**DOCUMENT PASSAGE**:
Content starts

Introduction to ENG-270

Satoshi Takahama

EPFL

2024-09-11

General points

Diversity statement

Team

Instructor

  • Satoshi Takahama

Assistants

  • Julie Varupenne
  • Quentin Poindextre
  • Paul Girard

Your instructor

Research areas

  • atmospheric chemistry
  • aerosol physics
  • environmental sensing
  • numerical simulations for air quality modeling
  • molecular simulations (high performance computing)

Teaching activities (since 2012 at EPFL)

  • air pollution and climate change
  • atmospheric chemistry
  • computational methods and tools
  • Semaine ENAC (life cycle analysis, pollution near roadways, computing)
  • Design Projects, semester projects, Masters theses

Tools

  • Programming languages: Python, MATLAB, R, Bash, C, Fortran, Lisp, Julia, Igor Pro
  • Editor: GNU Emacs, VSCode
  • Operating systems: GNU/Linux, macOS, Windows (with WSL - Windows Subsystem for Linux)

Course objectives

Objectives

  • prepare you for future courses in SIE
  • provide broad base of knowledge to build upon in future internships and Masters projects
  • prepare you to solve problems in engineering computationally
    • identify the type of model and data that you need
    • break down the problem into parts
    • implement solution that is traceable and reproducible
    • communicate the meaning of your results effectively to nontechnical clients

Learning outcomes

  • Describe differences among programming paradigms and data models.
  • Model a physical or chemical process.
  • Develop programs to solve quantitative problems.
  • Integrate simpler modules into a larger program.
  • Interpret program output.
  • Choose appropriate computational methods and tools to solve a problem.
  • Defend selection and implementation of computational methods and tools.

Courses with computational elements

Course format (1)

  • 1st 1/2 of course (approx.): exercise + midterm
  • 2nd 1/2 of course (approx.): independent projects

Nominally:

Day Hours (room) Activity
Wednesday 13h-14h (GCC330) Lecture
14h-15h (GRB001 + GRC002) Exercise / Project (independent)
15h-16h (GRB001 + GRC002) Exercise / Project (with assistants):
Friday 10h-11h (GCA331) Lecture
11h-13h (GRB001 + GRC002) Exercise / Project (with assistants)

We will reduce the lectures and increase the number of independent hours toward the end of the project period.

Content ends

**RECORD EXCERPTS**:
Content starts

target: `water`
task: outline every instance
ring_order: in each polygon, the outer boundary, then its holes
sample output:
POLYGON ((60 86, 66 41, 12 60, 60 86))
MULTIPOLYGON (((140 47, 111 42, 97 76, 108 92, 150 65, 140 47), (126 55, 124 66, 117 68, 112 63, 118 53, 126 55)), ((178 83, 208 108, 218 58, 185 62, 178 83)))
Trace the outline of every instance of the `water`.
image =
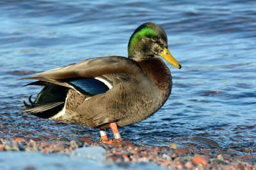
POLYGON ((99 136, 97 129, 22 115, 22 101, 39 89, 16 80, 91 57, 127 56, 134 30, 154 22, 182 69, 169 66, 171 96, 152 117, 121 129, 122 136, 163 145, 199 136, 255 149, 256 2, 148 1, 1 1, 1 130, 8 131, 2 136, 99 136))

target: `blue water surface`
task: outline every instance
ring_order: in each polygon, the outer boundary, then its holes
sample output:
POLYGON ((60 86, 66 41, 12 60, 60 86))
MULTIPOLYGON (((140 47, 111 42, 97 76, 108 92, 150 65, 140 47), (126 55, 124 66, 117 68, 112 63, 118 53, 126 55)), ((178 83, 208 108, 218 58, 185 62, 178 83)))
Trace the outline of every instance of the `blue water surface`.
POLYGON ((122 137, 163 145, 199 136, 222 147, 255 148, 255 6, 254 1, 1 1, 0 118, 9 129, 2 136, 13 130, 39 136, 46 129, 70 139, 99 136, 97 129, 22 115, 22 101, 40 89, 22 87, 30 81, 17 79, 92 57, 127 56, 134 30, 153 22, 165 30, 182 68, 168 65, 170 98, 152 117, 121 129, 122 137))

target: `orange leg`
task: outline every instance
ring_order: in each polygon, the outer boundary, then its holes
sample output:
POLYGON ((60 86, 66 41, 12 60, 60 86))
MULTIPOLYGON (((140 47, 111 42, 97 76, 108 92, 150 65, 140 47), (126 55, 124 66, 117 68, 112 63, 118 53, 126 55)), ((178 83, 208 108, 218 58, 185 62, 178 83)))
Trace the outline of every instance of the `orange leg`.
POLYGON ((121 135, 118 131, 118 129, 117 128, 116 124, 113 122, 113 123, 110 123, 109 124, 110 127, 111 128, 112 132, 114 134, 114 137, 115 137, 115 141, 119 142, 122 141, 122 138, 121 135))
POLYGON ((119 142, 122 141, 122 139, 121 138, 121 135, 118 131, 118 129, 117 128, 117 125, 116 123, 110 123, 109 124, 110 127, 111 128, 111 130, 113 131, 113 133, 114 134, 114 137, 115 139, 113 140, 108 140, 108 136, 107 133, 106 132, 106 129, 100 129, 100 141, 106 144, 110 144, 113 142, 119 142))

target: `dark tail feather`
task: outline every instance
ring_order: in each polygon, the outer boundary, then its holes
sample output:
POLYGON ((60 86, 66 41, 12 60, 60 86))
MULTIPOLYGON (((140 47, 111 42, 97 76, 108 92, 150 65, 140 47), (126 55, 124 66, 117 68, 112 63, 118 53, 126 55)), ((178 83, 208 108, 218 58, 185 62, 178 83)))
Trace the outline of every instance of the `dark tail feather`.
POLYGON ((38 106, 29 105, 25 101, 24 104, 26 109, 21 111, 23 113, 29 113, 40 118, 48 118, 60 111, 64 107, 65 102, 51 103, 38 106))
POLYGON ((35 82, 32 82, 26 85, 24 85, 23 87, 27 86, 27 85, 38 85, 38 86, 43 86, 43 87, 45 87, 47 85, 48 85, 49 84, 49 83, 45 82, 45 81, 35 81, 35 82))

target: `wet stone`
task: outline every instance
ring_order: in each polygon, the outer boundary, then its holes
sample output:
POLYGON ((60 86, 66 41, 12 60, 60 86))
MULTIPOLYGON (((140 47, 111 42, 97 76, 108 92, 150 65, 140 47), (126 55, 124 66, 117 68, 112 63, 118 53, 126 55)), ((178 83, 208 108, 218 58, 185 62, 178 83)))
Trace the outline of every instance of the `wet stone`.
POLYGON ((214 140, 203 137, 192 137, 189 139, 198 143, 198 145, 207 148, 220 148, 219 144, 214 140))
POLYGON ((4 150, 7 151, 19 151, 17 146, 6 144, 4 145, 4 150))
POLYGON ((234 157, 239 155, 239 154, 237 154, 236 152, 220 152, 219 154, 225 154, 225 155, 228 155, 231 157, 234 157))
POLYGON ((175 143, 171 143, 171 144, 170 144, 170 145, 169 145, 169 147, 170 147, 171 149, 174 149, 174 150, 178 149, 178 145, 177 145, 177 144, 175 144, 175 143))
POLYGON ((223 161, 223 160, 221 160, 221 159, 212 159, 211 160, 211 162, 217 164, 221 164, 221 165, 227 164, 225 161, 223 161))

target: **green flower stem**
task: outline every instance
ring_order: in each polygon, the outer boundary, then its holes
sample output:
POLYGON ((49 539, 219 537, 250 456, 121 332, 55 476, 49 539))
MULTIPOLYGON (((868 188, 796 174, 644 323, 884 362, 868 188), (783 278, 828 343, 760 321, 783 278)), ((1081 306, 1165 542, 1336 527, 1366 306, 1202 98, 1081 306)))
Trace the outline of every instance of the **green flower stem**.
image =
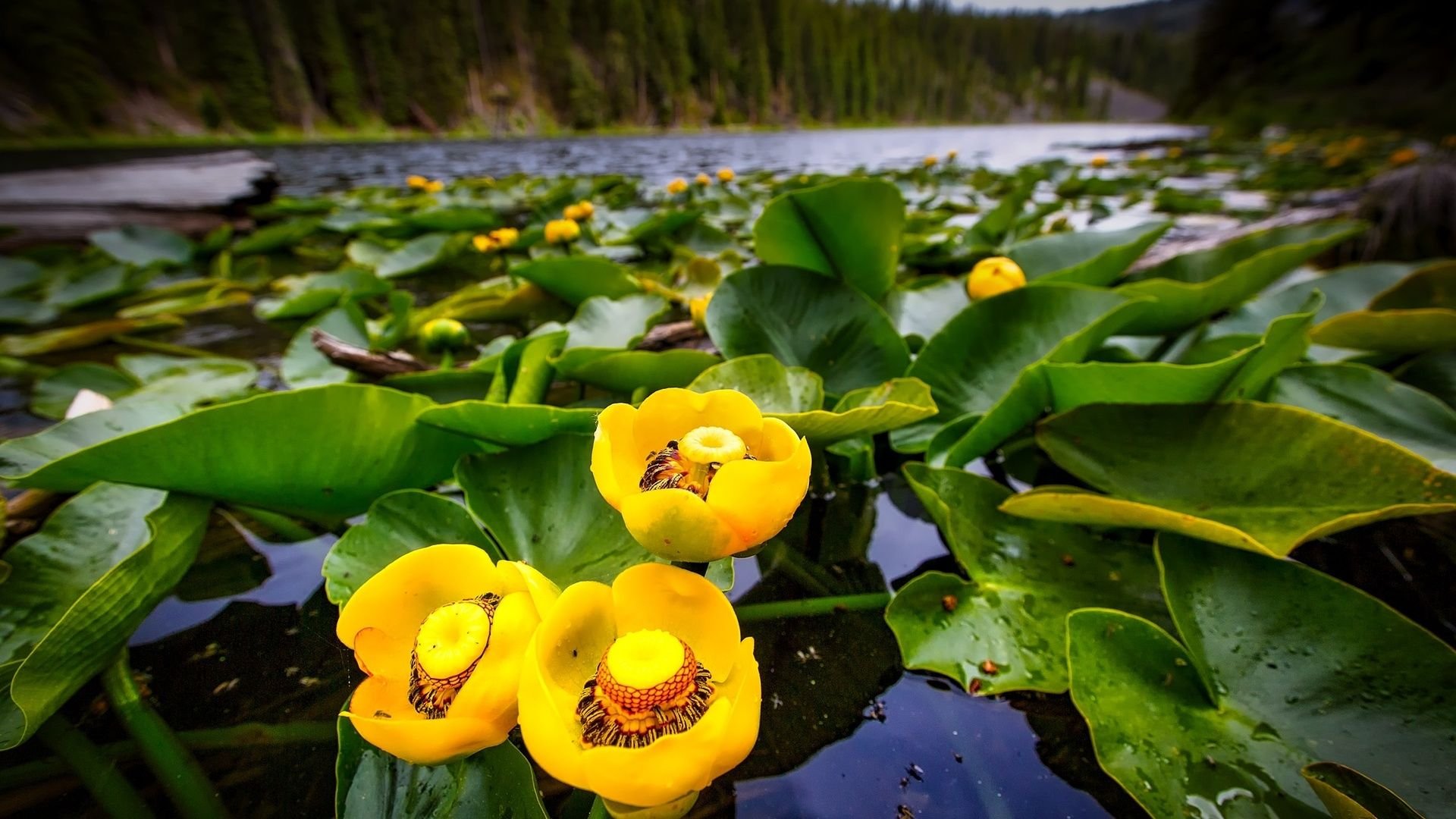
POLYGON ((162 781, 178 813, 188 819, 227 816, 227 809, 218 799, 217 788, 202 772, 202 767, 182 746, 166 721, 141 698, 137 682, 131 678, 131 663, 127 662, 125 648, 100 672, 100 685, 111 700, 116 718, 137 740, 141 758, 162 781))
POLYGON ((817 616, 834 612, 868 612, 890 605, 890 592, 868 595, 842 595, 839 597, 805 597, 802 600, 778 600, 773 603, 750 603, 738 606, 738 622, 779 619, 786 616, 817 616))
MULTIPOLYGON (((54 718, 54 717, 52 717, 54 718)), ((41 727, 45 732, 45 726, 41 727)), ((79 732, 77 732, 79 733, 79 732)), ((41 736, 38 733, 36 736, 41 736)), ((191 751, 232 751, 237 748, 271 748, 285 745, 333 745, 338 740, 338 724, 333 720, 312 720, 297 723, 240 723, 226 729, 197 729, 176 732, 178 740, 191 751)), ((83 737, 84 739, 84 737, 83 737)), ((45 742, 45 737, 41 736, 45 742)), ((47 745, 50 745, 47 742, 47 745)), ((57 756, 36 759, 0 769, 0 791, 13 790, 32 783, 42 783, 64 775, 71 767, 66 756, 52 746, 57 756)), ((135 759, 141 748, 135 740, 124 739, 95 748, 106 765, 135 759)))
MULTIPOLYGON (((51 714, 35 736, 60 756, 55 767, 68 767, 76 772, 102 810, 112 816, 153 816, 147 803, 116 769, 116 762, 66 721, 66 717, 51 714)), ((7 784, 4 790, 10 787, 13 785, 7 784)))

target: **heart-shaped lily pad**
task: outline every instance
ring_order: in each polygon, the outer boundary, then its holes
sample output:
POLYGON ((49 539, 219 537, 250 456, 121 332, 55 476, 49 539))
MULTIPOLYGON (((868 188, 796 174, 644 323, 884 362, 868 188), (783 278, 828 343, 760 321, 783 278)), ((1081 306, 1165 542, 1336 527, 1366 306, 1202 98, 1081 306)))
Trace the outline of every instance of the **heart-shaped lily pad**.
POLYGON ((1038 487, 1002 506, 1040 520, 1163 529, 1286 555, 1376 520, 1456 510, 1456 475, 1278 404, 1092 404, 1044 421, 1037 443, 1108 493, 1038 487))
POLYGON ((1168 535, 1158 558, 1182 644, 1120 611, 1067 627, 1098 761, 1149 813, 1324 816, 1300 771, 1332 761, 1456 816, 1456 651, 1293 561, 1168 535))

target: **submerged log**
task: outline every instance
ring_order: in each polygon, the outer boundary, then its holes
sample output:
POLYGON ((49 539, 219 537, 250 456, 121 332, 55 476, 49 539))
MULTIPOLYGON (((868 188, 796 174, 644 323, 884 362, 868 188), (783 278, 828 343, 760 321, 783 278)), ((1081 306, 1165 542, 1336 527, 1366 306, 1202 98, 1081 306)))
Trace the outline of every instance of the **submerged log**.
POLYGON ((278 188, 271 162, 246 150, 0 173, 0 248, 79 240, 92 230, 154 224, 204 233, 278 188))

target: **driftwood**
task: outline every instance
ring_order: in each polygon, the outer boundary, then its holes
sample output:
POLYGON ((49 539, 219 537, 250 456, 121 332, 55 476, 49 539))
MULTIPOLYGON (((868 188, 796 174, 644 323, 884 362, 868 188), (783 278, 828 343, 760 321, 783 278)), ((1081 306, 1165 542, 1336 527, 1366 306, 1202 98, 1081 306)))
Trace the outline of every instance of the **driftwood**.
POLYGON ((0 173, 0 248, 77 240, 119 224, 204 233, 277 189, 274 165, 246 150, 0 173))
POLYGON ((313 341, 314 350, 323 353, 323 357, 329 361, 371 379, 397 376, 400 373, 422 373, 434 369, 409 353, 373 353, 364 347, 341 341, 319 328, 309 332, 309 340, 313 341))

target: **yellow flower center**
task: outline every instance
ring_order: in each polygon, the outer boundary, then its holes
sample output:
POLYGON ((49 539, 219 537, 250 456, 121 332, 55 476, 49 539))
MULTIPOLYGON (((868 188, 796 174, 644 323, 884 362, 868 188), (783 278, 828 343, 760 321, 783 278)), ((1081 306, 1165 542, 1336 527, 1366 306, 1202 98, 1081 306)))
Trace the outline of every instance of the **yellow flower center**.
POLYGON ((491 646, 498 595, 446 603, 430 612, 415 632, 409 667, 409 704, 425 717, 450 711, 476 663, 491 646))
POLYGON ((644 748, 693 727, 708 713, 712 673, 665 631, 617 637, 581 689, 577 718, 587 746, 644 748))
POLYGON ((646 456, 642 491, 687 490, 708 500, 708 487, 724 463, 753 461, 743 439, 722 427, 697 427, 646 456))

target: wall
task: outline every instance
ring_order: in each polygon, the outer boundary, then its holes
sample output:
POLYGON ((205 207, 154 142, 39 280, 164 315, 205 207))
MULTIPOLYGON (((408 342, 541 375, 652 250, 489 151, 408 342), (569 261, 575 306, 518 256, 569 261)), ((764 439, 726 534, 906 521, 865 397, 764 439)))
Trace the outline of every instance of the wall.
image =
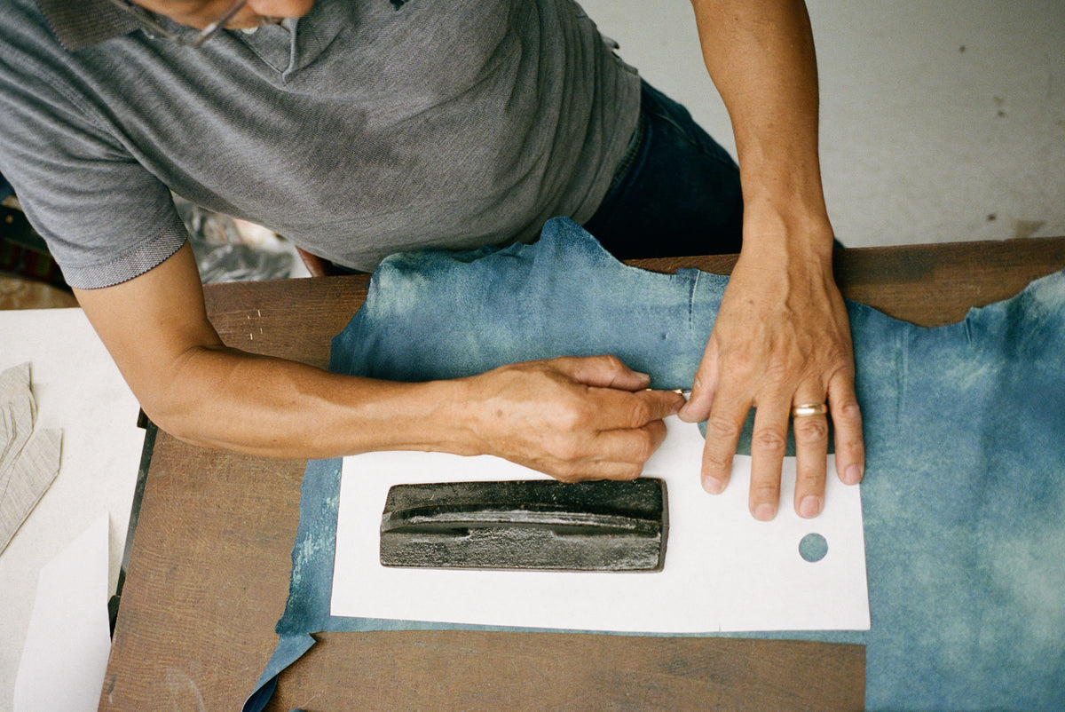
MULTIPOLYGON (((684 0, 584 0, 735 155, 684 0)), ((848 246, 1065 234, 1065 1, 808 0, 848 246)))

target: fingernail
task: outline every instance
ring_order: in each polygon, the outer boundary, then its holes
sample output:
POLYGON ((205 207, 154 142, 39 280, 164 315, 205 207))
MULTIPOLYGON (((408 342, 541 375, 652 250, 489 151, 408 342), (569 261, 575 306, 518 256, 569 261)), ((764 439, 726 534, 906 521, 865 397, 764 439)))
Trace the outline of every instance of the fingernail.
POLYGON ((754 518, 758 521, 769 521, 776 516, 776 507, 772 504, 759 504, 754 507, 754 518))
POLYGON ((807 495, 802 498, 802 502, 799 503, 799 516, 804 519, 812 519, 817 515, 821 514, 821 498, 815 497, 814 495, 807 495))
POLYGON ((703 478, 703 489, 711 495, 720 495, 725 490, 725 483, 714 478, 703 478))

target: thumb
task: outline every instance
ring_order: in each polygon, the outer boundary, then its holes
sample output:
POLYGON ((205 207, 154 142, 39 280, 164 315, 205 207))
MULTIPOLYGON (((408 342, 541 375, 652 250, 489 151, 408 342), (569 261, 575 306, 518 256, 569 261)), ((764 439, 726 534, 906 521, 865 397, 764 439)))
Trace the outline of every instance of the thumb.
POLYGON ((651 385, 651 376, 634 371, 616 356, 563 356, 551 363, 573 381, 594 388, 637 391, 651 385))

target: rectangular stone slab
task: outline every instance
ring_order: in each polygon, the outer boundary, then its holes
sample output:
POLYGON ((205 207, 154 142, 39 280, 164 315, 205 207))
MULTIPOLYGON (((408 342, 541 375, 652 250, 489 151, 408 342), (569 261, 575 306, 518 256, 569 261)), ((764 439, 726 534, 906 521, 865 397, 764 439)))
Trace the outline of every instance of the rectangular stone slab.
POLYGON ((660 570, 666 483, 552 480, 395 485, 381 516, 384 566, 660 570))

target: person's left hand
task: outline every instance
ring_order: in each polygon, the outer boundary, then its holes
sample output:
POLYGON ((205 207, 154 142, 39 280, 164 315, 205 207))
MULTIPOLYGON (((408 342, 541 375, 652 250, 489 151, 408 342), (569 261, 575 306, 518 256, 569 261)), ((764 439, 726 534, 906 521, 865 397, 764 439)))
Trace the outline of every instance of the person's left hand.
MULTIPOLYGON (((801 255, 776 239, 780 229, 744 222, 744 247, 725 289, 683 420, 707 420, 703 488, 724 490, 748 411, 751 438, 749 506, 755 518, 776 515, 781 468, 792 408, 828 402, 835 427, 836 470, 856 484, 865 467, 862 416, 847 308, 832 276, 831 247, 801 255), (748 239, 749 234, 760 239, 748 239), (767 239, 768 238, 768 239, 767 239)), ((818 236, 823 244, 824 236, 818 236)), ((790 239, 790 238, 789 238, 790 239)), ((831 245, 831 236, 829 238, 831 245)), ((796 416, 794 507, 817 516, 824 505, 829 415, 796 416)))

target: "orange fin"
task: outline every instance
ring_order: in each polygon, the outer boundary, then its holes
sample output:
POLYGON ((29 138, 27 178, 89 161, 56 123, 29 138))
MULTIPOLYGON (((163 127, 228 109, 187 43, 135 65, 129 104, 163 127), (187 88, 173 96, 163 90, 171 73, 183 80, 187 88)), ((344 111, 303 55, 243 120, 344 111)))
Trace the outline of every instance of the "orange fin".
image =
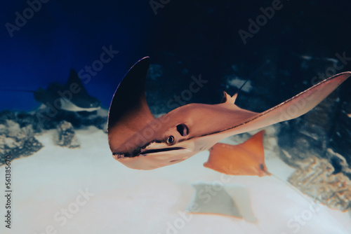
POLYGON ((264 132, 236 146, 217 143, 210 149, 208 160, 204 166, 230 175, 270 175, 265 165, 264 132))

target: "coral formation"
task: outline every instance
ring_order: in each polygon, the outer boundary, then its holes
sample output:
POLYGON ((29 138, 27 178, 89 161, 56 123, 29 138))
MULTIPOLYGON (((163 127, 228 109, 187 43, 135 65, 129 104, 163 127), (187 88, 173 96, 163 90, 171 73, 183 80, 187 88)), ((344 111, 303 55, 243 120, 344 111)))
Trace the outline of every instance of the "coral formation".
POLYGON ((0 165, 5 163, 5 156, 11 159, 29 156, 40 150, 43 145, 34 137, 32 125, 20 127, 12 120, 3 120, 0 124, 0 165))

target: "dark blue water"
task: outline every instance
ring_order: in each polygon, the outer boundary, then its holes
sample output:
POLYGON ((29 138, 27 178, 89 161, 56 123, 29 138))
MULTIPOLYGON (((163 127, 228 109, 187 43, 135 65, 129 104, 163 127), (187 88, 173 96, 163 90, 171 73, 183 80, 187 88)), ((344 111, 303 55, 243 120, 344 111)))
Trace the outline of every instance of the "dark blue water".
MULTIPOLYGON (((187 78, 199 74, 210 79, 211 85, 194 98, 211 103, 218 101, 221 78, 231 72, 232 64, 239 64, 241 76, 247 78, 270 60, 278 74, 289 71, 281 78, 293 81, 312 75, 296 65, 301 55, 335 57, 336 53, 351 53, 350 4, 345 1, 282 1, 246 44, 239 30, 249 32, 248 20, 256 20, 263 14, 260 8, 272 7, 273 1, 156 2, 161 6, 154 11, 149 1, 51 0, 41 3, 38 12, 12 33, 6 24, 15 25, 15 13, 23 15, 29 6, 25 1, 2 3, 1 88, 37 90, 51 82, 64 83, 71 67, 79 71, 91 66, 102 46, 112 45, 119 54, 86 85, 103 106, 108 107, 128 69, 145 55, 162 65, 164 78, 172 79, 173 85, 186 87, 187 78)), ((0 92, 0 100, 1 110, 31 110, 39 105, 30 92, 0 92)))

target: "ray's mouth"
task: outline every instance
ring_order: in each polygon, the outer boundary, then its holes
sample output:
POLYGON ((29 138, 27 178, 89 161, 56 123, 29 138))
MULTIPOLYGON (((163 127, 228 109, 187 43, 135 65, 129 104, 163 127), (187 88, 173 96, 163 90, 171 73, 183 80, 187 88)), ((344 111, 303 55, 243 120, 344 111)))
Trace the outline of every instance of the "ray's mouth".
POLYGON ((113 156, 116 159, 123 158, 134 158, 140 156, 145 156, 147 154, 155 153, 161 153, 161 152, 167 152, 171 151, 176 151, 180 149, 185 149, 185 148, 183 147, 171 147, 171 148, 164 148, 164 149, 147 149, 139 152, 135 154, 126 154, 126 153, 114 153, 113 156))

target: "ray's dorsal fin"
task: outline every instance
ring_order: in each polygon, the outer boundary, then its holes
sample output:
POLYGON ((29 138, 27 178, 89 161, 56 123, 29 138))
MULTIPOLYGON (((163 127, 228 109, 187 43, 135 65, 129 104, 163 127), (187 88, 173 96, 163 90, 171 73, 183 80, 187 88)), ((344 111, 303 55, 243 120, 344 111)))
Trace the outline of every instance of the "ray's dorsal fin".
POLYGON ((206 167, 230 175, 270 175, 265 165, 264 130, 233 146, 217 143, 210 149, 206 167))
POLYGON ((114 92, 109 110, 107 132, 112 152, 154 119, 146 102, 145 86, 150 57, 137 62, 114 92))
POLYGON ((222 99, 221 103, 228 103, 228 104, 235 104, 237 97, 238 97, 238 93, 235 93, 232 97, 227 93, 227 92, 223 91, 223 98, 222 99))

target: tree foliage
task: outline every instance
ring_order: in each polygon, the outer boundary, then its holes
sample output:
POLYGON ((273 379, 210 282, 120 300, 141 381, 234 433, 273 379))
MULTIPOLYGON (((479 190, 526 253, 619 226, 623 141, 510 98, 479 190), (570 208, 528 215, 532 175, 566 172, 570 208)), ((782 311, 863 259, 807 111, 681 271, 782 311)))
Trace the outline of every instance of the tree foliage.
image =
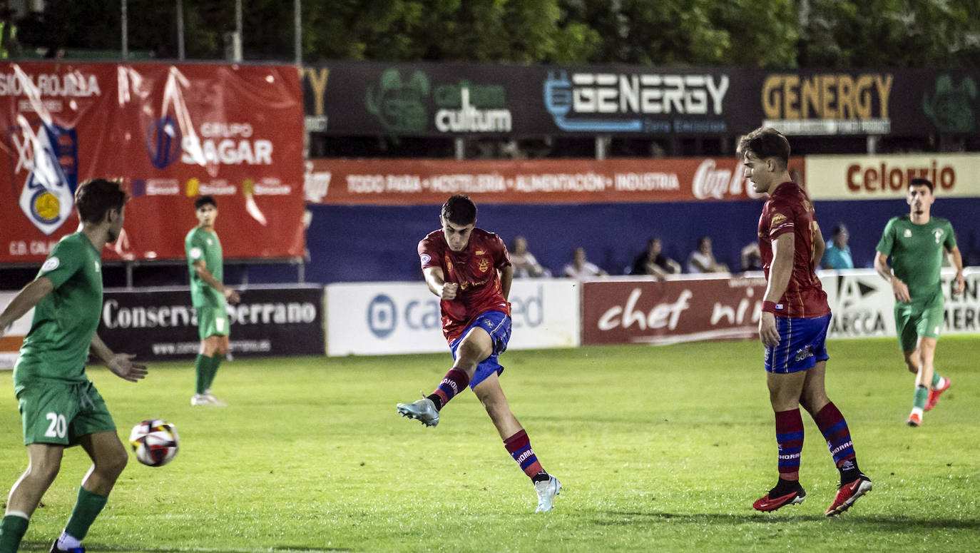
MULTIPOLYGON (((189 59, 221 59, 234 0, 181 0, 189 59)), ((294 59, 293 3, 242 0, 248 60, 294 59)), ((176 1, 127 0, 130 50, 177 57, 176 1)), ((302 50, 323 60, 741 67, 973 66, 980 0, 302 1, 302 50)), ((31 48, 118 50, 118 0, 47 0, 31 48)))

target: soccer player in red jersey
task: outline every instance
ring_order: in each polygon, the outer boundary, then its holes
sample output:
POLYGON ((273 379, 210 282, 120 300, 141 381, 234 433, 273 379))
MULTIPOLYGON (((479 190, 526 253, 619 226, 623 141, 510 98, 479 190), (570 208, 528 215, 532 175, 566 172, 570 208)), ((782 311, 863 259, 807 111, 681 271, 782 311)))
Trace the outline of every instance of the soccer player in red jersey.
POLYGON ((425 283, 441 300, 442 332, 456 362, 435 391, 415 403, 399 403, 398 412, 434 427, 446 403, 468 384, 504 447, 531 478, 538 494, 537 511, 551 511, 562 484, 541 468, 498 378, 504 368, 497 356, 511 339, 507 298, 514 269, 507 247, 497 234, 474 227, 476 206, 466 196, 449 198, 439 220, 442 228, 418 242, 418 257, 425 283))
POLYGON ((841 485, 825 513, 833 517, 870 491, 871 479, 858 469, 848 424, 823 385, 830 306, 814 273, 823 256, 823 237, 813 204, 787 171, 786 137, 774 128, 758 128, 742 138, 738 152, 756 191, 769 194, 759 219, 759 249, 768 281, 759 335, 765 346, 766 383, 776 416, 779 481, 753 507, 775 511, 807 496, 800 485, 802 405, 823 433, 841 473, 841 485))

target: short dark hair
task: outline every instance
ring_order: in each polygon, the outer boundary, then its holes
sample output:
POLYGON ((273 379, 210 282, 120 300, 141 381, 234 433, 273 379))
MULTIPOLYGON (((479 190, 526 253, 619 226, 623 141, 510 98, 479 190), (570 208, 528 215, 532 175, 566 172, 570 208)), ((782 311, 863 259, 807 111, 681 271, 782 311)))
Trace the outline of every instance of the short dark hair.
POLYGON ((442 218, 456 225, 476 223, 476 204, 469 196, 457 194, 442 204, 442 218))
POLYGON ((911 188, 912 186, 928 186, 929 191, 930 192, 933 191, 932 180, 929 180, 928 178, 922 178, 921 176, 912 178, 911 180, 908 181, 908 187, 911 188))
POLYGON ((194 210, 199 210, 202 206, 206 206, 208 204, 211 204, 216 208, 218 207, 218 202, 215 201, 215 196, 198 196, 194 199, 194 210))
POLYGON ((102 223, 109 210, 122 210, 128 199, 120 181, 106 178, 91 178, 74 190, 74 207, 82 223, 102 223))
POLYGON ((776 158, 786 167, 790 163, 790 141, 775 128, 760 126, 738 141, 738 155, 752 152, 757 158, 776 158))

Content ends

**EXERCISE OBJECTIVE**: Can you carry the ENG-270 course introduction forward, starting right after its last sentence?

**REPLY TO THE EXERCISE**:
Exercise

  • solving problems with code: how to structure the solution to something that can be computed
  • identify what programming concept you need to know to code the solution so you can go learn it
  • some tutorial resources provided or suggested, but otherwise you can find one that connects to your background - the aim is to become sufficient in learning on your own

Project

  • introduction to new tools
  • write project proposal and advance progress independently, with feedback from assistants

Course format (2)

Note difference from previous course.

CS-119:

  • introduced to programming elements and complete exercises applying building blocks
  • self-contained problems

ENG-270:

  • presented with problem(s), identify which programming elements to use and how to build a solution from them
  • interact with “real world” (input/output)
  • learn what you need to know to solve the problem

Expectations are set by the course, students should become capable of formulating questions and searching for resources to learn concepts largely on their own.

How to get help (1)

If assistants cannot answer your question in 5 minutes, we recommend that you post your question to Ed Discussion.

Stack Overflow provides a good guide on how to ask questions, particularly related to programming. You are also welcome to post general questions on Stack Overflow, but for course-specific questions, you can use our Ed Discussion Forum.

Main points to note before posting a question asking for help:

  1. Try to debug using print statements and debugger.
  2. Search for error first on Google and be prepared to explain how yours might be different from previous instances you’ve found.

How to get help (2)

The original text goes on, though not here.